Novel Design Choices in Apache CouchDB (2021)

Adam is an IBM Fellow working on cloud file systems. Co-founder of Cloudant (based on Apache CouchDB) which was acquired by IBM.

CouchDB

Document Store: JSON documents with primary keys
Built in change feeds
Event-drive
Active-active replication
Async Materialized View Maintenance
Written in Erlang
Secondary indexes are maintained async

Copy-on-Write Storage

Uses a BTree-like data structure internally.
Append only on disk
- write document, updated leaf node, path up to the root.
- then do an fsync followed by writing the header and another fsync for durable storage.
Snapshot isolation is straight-forward
- Reader grabs the last header that they can observe in that file and use whatever the header points to for all subsequent operations.
- Any concurrent writes will happen after that point in file and won’t be observed by the reader with that header.
Crash recovery is simpler
- Just seek backward to find last committed header. Truncate everything after the last committed header.
- Every prefix of a DB file is itself a valid DB.
Files becomes bloated over time and require regular compaction.
- Get all entries accessible by latest DB header, write to a new file and then drop the old one.

Q/A

Is there a BTree per table or is it per database?
- CouchDB doesn’t have tables. Just databases w/ documents in them. No native joins b/w databases.
Are secondary indexes just B+ trees updating async?
- Yeah. There are 2 indexes that are maintained atomically on write. Everything else is async.

:: ITEMS ::
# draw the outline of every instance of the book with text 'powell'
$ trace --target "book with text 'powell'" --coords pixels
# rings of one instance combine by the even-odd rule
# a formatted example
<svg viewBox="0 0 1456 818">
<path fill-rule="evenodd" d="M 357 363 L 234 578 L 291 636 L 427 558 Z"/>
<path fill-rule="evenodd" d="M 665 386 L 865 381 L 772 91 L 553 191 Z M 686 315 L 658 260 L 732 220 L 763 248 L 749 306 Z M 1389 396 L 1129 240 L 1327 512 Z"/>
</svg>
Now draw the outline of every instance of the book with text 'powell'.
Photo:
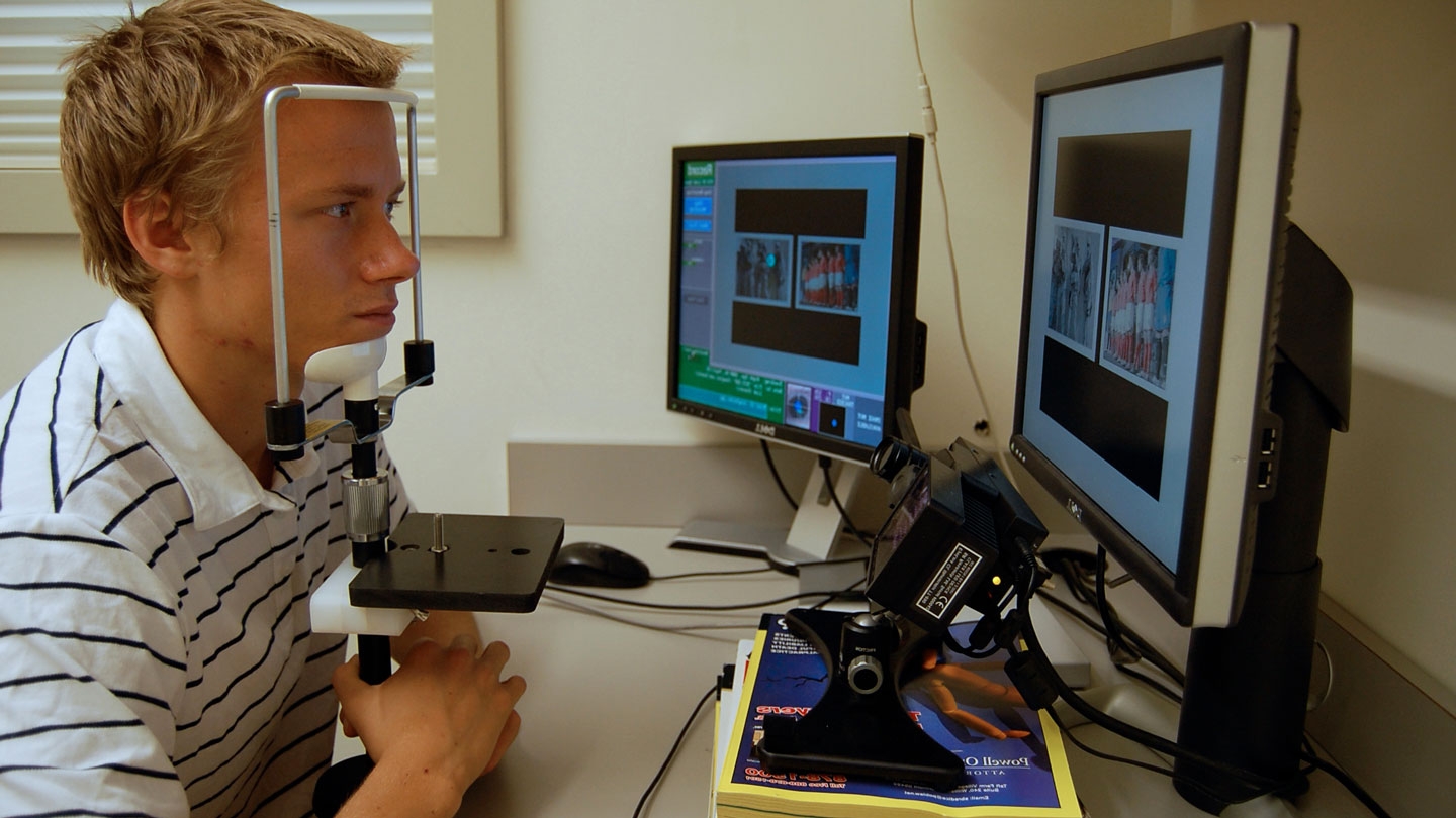
<svg viewBox="0 0 1456 818">
<path fill-rule="evenodd" d="M 964 643 L 970 627 L 955 626 L 952 635 Z M 763 718 L 808 712 L 828 672 L 783 616 L 766 614 L 737 684 L 716 779 L 718 818 L 1080 818 L 1061 734 L 1019 702 L 1002 671 L 1005 654 L 974 662 L 951 656 L 942 651 L 900 696 L 926 734 L 965 764 L 962 783 L 942 792 L 839 773 L 769 773 L 754 754 Z"/>
</svg>

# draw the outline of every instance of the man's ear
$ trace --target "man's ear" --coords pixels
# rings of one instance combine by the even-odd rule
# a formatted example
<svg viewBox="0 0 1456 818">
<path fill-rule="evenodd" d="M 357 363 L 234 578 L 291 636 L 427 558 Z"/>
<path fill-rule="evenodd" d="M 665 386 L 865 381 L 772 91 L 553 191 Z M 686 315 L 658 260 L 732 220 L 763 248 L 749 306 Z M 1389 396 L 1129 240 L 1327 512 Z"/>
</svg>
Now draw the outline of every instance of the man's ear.
<svg viewBox="0 0 1456 818">
<path fill-rule="evenodd" d="M 127 237 L 147 266 L 173 278 L 195 274 L 198 247 L 189 242 L 182 227 L 183 217 L 173 208 L 169 194 L 134 195 L 122 205 L 121 214 Z"/>
</svg>

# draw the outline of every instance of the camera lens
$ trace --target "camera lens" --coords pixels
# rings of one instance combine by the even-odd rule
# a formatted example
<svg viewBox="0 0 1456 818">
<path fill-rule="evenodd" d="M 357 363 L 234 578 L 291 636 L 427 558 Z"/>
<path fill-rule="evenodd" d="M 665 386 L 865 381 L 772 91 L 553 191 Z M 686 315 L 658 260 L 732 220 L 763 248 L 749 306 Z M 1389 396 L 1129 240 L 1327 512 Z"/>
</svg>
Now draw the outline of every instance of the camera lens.
<svg viewBox="0 0 1456 818">
<path fill-rule="evenodd" d="M 907 444 L 900 442 L 895 438 L 885 438 L 879 441 L 875 447 L 875 453 L 869 456 L 869 470 L 878 477 L 888 480 L 895 476 L 897 472 L 904 469 L 910 463 L 911 450 Z"/>
</svg>

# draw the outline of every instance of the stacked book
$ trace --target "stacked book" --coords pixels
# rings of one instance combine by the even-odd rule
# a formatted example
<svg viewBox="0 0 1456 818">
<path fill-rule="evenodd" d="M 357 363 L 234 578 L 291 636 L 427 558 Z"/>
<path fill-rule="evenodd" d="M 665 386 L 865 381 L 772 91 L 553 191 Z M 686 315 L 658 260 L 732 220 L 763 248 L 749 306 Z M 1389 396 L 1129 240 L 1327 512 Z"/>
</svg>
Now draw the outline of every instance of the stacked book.
<svg viewBox="0 0 1456 818">
<path fill-rule="evenodd" d="M 964 643 L 970 624 L 952 629 Z M 1080 818 L 1061 734 L 1021 702 L 1005 656 L 926 658 L 900 688 L 911 718 L 965 766 L 951 789 L 839 773 L 769 771 L 754 754 L 766 715 L 802 715 L 828 686 L 823 658 L 766 614 L 721 680 L 712 808 L 718 818 Z"/>
</svg>

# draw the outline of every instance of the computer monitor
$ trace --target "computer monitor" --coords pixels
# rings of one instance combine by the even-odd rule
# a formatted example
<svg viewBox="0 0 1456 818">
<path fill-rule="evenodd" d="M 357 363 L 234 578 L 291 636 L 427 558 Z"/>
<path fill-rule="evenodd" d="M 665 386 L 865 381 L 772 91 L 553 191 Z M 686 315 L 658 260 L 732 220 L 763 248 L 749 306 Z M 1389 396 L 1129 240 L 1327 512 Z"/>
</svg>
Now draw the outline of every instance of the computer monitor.
<svg viewBox="0 0 1456 818">
<path fill-rule="evenodd" d="M 667 408 L 844 461 L 840 504 L 925 380 L 917 135 L 673 150 Z M 811 470 L 794 525 L 693 521 L 678 546 L 824 560 Z"/>
<path fill-rule="evenodd" d="M 1037 77 L 1012 457 L 1184 626 L 1178 744 L 1299 779 L 1350 288 L 1289 224 L 1297 31 Z M 1204 808 L 1252 790 L 1178 763 Z M 1296 787 L 1297 789 L 1297 785 Z"/>
</svg>

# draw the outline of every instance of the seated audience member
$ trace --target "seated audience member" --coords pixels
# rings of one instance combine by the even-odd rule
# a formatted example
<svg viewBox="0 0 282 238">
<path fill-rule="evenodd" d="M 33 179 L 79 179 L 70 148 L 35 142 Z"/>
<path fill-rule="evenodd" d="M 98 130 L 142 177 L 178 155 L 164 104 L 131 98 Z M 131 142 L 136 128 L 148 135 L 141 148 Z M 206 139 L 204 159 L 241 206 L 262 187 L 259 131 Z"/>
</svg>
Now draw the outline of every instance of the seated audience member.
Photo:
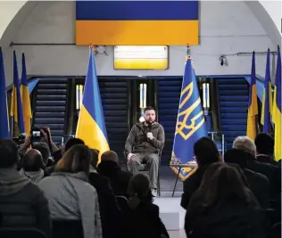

:: GIVEN PROBLEM A ::
Return the passage of the CouchDB notes starting with "Is there a BTree" and going on through "else is async.", copied word for word.
:: GIVEN PROBLEM B ::
Resume the CouchDB design notes after their last line, keeping the same format.

:: EXERCISE ANSWER A ::
Is there a BTree per table or is it per database?
- CouchDB doesn’t have tables. Just databases w/ documents in them. No native joins b/w databases.
Are secondary indexes just B+ trees updating async?
- Yeah. There are 2 indexes that are maintained atomically on write. Everything else is async.

:: EXERCISE ANSWER B ::
- The other atomically maintained index is for all documents that ever existed ordered by most recent update.

Change Feeds

The atomically maintained most recent update index is used for:
- Compaction
- Materialized Views
- Replication
Exposed via a JSON endpoint
- Doesn’t require persistent connectivity. Just need to remember the last sequence number used.
Q/A
- Is this index compacted?
  - Yes. But tombstone entries for deletion aren’t removed.
  - All other extra metadata is removed. (For eg: if a document is updated/deleted later on, you wouldn’t get the older update if you didn’t request the document before compaction happened)

View Engine

Only way to index documents by user defined attributes in CouchDB 1.x.
User supplied JS function executes in a sandboxed context.
Maintenance is async using change feed.
- If you query a view, CouchDB will refresh it automatically.

// Eg: map function
function (doc) {
	if (doc.type == "post"){
		emit([doc._id, doc.created_at])
	} else if (doc.type == "comment"){
		emit([doc.parent_id, doc.created_at])
	}
}
 
// DB
{
	_id: "p1"
	type: "post"
	created_at: "2009/01/30 08:04:11"
	content: "Hello World ..."
}
 
{
	_id: "c1"
	parent_id: "p1"
	type: "comment"
	created_at: "2009/01/30 12:30:15"
	content: "Amazing blog"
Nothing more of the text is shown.